EXERCÍCIOS:
• A. Reescreva o trecho da entrevista sobre a Amazônia entre "Se não chove, a" e "temos que avisar.", inclusive, trocando "ponto crítico" por "limite perigoso".
• B. Na entrevista sobre a Amazônia, o que o serviço gratuito que estamos perdendo trazia ou fornecia? Liste tudo o que é citado.
• C. Dê a continuação da entrevista sobre a Amazônia a partir da última frase mostrada.

DOCUMENTO DE ORIGEM:
○ ○ ○
O que significa tudo isso? Que vai chover cada vez menos?
-- Significa que todos aqueles serviços ambientais estão
sendo dilapidados. É a mesma coisa que arrebentar turbinas na usina de Itaipu -
aí não tem mais eletricidade. É de clima que estamos falando, da umidade que
vem da Amazônia. É essa a dimensão dos serviços que estamos perdendo. Estamos
perdendo um serviço que era gratuito que trazia conforto, que fornecia água
doce e estabilidade climática. Um estudo feito na Geórgia por uma associação do
agronegócio com ONGs ambientalistas mediu os serviços de florestas privadas
para áreas urbanas. Encontraram um valor de US$ 37 bilhões. É disso que estamos
falando, de uma usina de serviços.
"Sistemas agrícolas são dependentes da floresta.
Se não chove, a plantação não vai para lugar nenhum"
As pessoas em São Paulo estão preocupadas com a seca.
-- Sim, mas quantos
paulistas compraram móveis e construíram casas com madeira da Amazônia e nem
perguntaram sobre a procedência? Não estou responsabilizando os paulistas
porque existe muita inconsciência sobre a questão. Mas o papel da ciência é
trazer o conhecimento. Estamos chegando a um ponto crítico e temos que avisar.
Esse ponto crítico é ficar sem água?
○ ○ ○
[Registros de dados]
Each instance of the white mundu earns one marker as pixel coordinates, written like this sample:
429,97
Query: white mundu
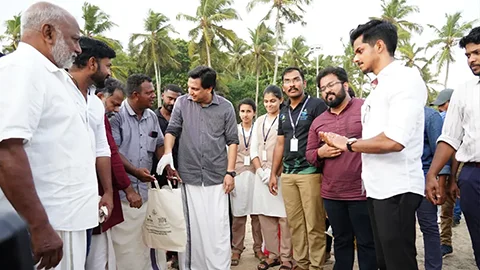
41,105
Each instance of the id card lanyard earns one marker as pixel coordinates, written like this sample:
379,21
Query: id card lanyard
265,137
246,160
294,140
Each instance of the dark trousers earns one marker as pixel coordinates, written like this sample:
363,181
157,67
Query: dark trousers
427,219
469,184
349,220
393,225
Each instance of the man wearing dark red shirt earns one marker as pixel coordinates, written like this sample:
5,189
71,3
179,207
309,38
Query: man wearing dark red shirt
342,191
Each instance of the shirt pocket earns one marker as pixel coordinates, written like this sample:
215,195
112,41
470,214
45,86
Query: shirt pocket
151,144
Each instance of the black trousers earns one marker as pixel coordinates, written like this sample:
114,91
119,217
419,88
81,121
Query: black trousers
350,220
393,225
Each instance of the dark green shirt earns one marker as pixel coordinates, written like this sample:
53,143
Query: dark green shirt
296,162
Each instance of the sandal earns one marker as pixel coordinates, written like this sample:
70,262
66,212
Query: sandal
235,260
265,265
260,257
285,267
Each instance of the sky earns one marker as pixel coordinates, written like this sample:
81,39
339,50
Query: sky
328,22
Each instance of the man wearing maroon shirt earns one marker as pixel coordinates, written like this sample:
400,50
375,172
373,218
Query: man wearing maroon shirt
344,197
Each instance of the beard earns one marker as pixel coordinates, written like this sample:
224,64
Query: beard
337,100
61,53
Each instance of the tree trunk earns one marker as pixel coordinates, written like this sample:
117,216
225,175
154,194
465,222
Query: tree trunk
258,84
157,81
277,41
446,74
208,53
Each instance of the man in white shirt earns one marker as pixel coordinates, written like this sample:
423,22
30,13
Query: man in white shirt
461,137
392,144
47,166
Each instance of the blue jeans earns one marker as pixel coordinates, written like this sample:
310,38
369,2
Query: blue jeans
427,218
350,219
469,184
457,211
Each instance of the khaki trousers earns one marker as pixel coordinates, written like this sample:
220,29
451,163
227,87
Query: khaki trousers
270,235
306,218
238,234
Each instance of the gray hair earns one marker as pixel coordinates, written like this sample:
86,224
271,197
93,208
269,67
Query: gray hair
42,13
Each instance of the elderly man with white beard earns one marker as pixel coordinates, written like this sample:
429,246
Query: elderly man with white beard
47,165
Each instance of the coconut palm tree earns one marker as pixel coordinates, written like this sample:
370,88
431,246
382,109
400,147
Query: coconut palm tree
396,12
261,57
289,11
96,24
156,47
208,18
297,53
12,33
448,36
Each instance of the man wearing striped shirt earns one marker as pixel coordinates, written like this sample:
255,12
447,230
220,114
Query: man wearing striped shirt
460,136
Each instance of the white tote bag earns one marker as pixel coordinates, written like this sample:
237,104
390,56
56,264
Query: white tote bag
164,226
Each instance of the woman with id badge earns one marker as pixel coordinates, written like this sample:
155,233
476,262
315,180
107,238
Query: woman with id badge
269,206
242,196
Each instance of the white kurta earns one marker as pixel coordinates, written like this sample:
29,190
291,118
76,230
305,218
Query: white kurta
208,228
242,198
264,203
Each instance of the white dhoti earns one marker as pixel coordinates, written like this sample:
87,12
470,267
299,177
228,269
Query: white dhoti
74,250
102,255
208,228
130,251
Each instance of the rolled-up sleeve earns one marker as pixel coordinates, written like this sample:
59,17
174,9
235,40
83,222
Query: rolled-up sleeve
434,129
402,123
176,120
21,104
254,142
452,131
312,146
231,130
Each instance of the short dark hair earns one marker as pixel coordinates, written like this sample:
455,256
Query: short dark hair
290,69
92,48
339,72
111,85
248,101
375,30
472,37
173,87
207,76
134,82
275,90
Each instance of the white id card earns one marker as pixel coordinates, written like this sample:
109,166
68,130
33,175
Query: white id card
264,155
246,160
294,145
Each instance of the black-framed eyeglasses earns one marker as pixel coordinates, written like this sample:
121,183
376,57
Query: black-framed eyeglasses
329,86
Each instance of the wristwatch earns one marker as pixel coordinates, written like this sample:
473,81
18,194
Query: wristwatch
232,173
350,142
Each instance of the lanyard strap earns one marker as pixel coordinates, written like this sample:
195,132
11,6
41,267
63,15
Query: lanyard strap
249,137
265,136
298,117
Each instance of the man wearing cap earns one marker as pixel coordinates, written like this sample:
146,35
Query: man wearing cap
447,209
461,137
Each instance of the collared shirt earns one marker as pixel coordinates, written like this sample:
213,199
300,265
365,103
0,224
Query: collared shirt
296,162
137,141
390,174
42,105
433,129
341,175
461,129
205,132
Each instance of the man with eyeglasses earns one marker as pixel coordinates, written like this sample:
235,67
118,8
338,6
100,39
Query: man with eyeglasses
342,191
300,181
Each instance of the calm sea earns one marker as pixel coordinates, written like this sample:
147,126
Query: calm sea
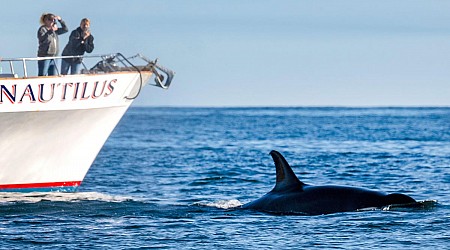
172,177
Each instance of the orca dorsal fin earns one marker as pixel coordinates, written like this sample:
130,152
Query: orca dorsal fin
286,178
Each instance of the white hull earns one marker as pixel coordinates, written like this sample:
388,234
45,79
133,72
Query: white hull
52,128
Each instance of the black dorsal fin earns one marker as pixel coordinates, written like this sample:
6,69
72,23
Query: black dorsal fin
286,178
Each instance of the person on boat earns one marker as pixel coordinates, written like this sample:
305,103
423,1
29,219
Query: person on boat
48,42
81,40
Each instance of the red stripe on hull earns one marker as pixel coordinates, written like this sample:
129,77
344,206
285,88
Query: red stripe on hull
41,185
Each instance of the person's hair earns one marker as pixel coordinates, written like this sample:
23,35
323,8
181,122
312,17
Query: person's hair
45,16
85,20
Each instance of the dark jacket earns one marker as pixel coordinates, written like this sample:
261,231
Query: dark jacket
77,46
48,39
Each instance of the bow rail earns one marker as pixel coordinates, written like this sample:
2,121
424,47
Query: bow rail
102,64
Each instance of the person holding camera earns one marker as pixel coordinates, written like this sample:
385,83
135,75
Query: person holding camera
48,42
80,41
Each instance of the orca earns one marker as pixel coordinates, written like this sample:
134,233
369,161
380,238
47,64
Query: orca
291,196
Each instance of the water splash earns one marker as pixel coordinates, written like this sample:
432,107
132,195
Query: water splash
223,204
62,197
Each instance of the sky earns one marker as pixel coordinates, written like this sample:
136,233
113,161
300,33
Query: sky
234,53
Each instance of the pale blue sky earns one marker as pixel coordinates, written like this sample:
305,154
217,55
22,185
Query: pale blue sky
265,53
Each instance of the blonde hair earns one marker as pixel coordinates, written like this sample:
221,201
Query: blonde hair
45,16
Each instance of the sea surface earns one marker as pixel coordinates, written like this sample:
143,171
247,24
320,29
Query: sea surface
174,178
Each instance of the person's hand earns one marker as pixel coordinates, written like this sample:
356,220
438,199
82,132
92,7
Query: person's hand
87,33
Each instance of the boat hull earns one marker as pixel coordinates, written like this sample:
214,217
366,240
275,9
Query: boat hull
52,128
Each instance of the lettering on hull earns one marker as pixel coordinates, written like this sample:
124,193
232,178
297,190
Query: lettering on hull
55,92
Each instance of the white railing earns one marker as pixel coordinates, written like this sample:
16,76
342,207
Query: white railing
101,64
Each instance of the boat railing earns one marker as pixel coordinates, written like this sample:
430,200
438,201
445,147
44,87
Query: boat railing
102,64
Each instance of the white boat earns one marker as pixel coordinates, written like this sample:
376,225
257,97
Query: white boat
53,127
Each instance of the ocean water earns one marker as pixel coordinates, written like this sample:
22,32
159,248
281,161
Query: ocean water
○ ○ ○
RESPOSTAS:
• A.
Se não chove, a plantação não vai para lugar nenhum"
As pessoas em São Paulo estão preocupadas com a seca.
-- Sim, mas quantos
paulistas compraram móveis e construíram casas com madeira da Amazônia e nem
perguntaram sobre a procedência? Não estou responsabilizando os paulistas
porque existe muita inconsciência sobre a questão. Mas o papel da ciência é
trazer o conhecimento. Estamos chegando a um limite perigoso e temos que avisar.

• B. Conforto, água doce e estabilidade climática.

• C.
-- Entre outras
coisas. Estamos fazendo a transposição do São Francisco para resolver o problema
de uma área onde não chove há três anos. Mas e se não tiver água em outros
lugares? E se ocorrer de a gente destruir e desmatar de tal forma que a região
que produz 70% do PIB cumpra o seu destino geográfico e vire deserto? Vamos
buscar água no aquífero?
Não é uma opção?
-- No norte de Pequim, os poços estão já a dois quilômetros
de profundidade. Não tem uso indefinido de uma água fóssil, ela tem que ter
algum tipo de recarga. É um estoque, como petróleo. Usa e acaba. Só tem um
lugar que não acaba, o oceano, mas é salgado.
O esforço de guerra é para acabar com o desmatamento?
-- Tinha que ter
acabado ontem, tem que acabar hoje e temos que começar a replantar florestas.
Esse é o esforço de guerra. Temos nas florestas nosso maior aliado. São uma tecnologia
natural que está ao nosso alcance. Não proponho tirar as plantações de soja ou
a criação de gado para plantar floresta, mas fazer o uso inteligente da
paisagem, recompor as Áreas de Proteção Permanente (APPs) e replantar florestas
em grande escala. Não só na Amazônia. Aqui em São Paulo, se tivesse floresta, o
que eu chamo de paquiderme atmosférico...
Como é?
-- É a massa de ar quente que "sentou" no Sudeste
e não deixa entrar nem a frente fria pelo Sul nem os rios voadores da Amazônia.
O que o governo do Estado deveria fazer?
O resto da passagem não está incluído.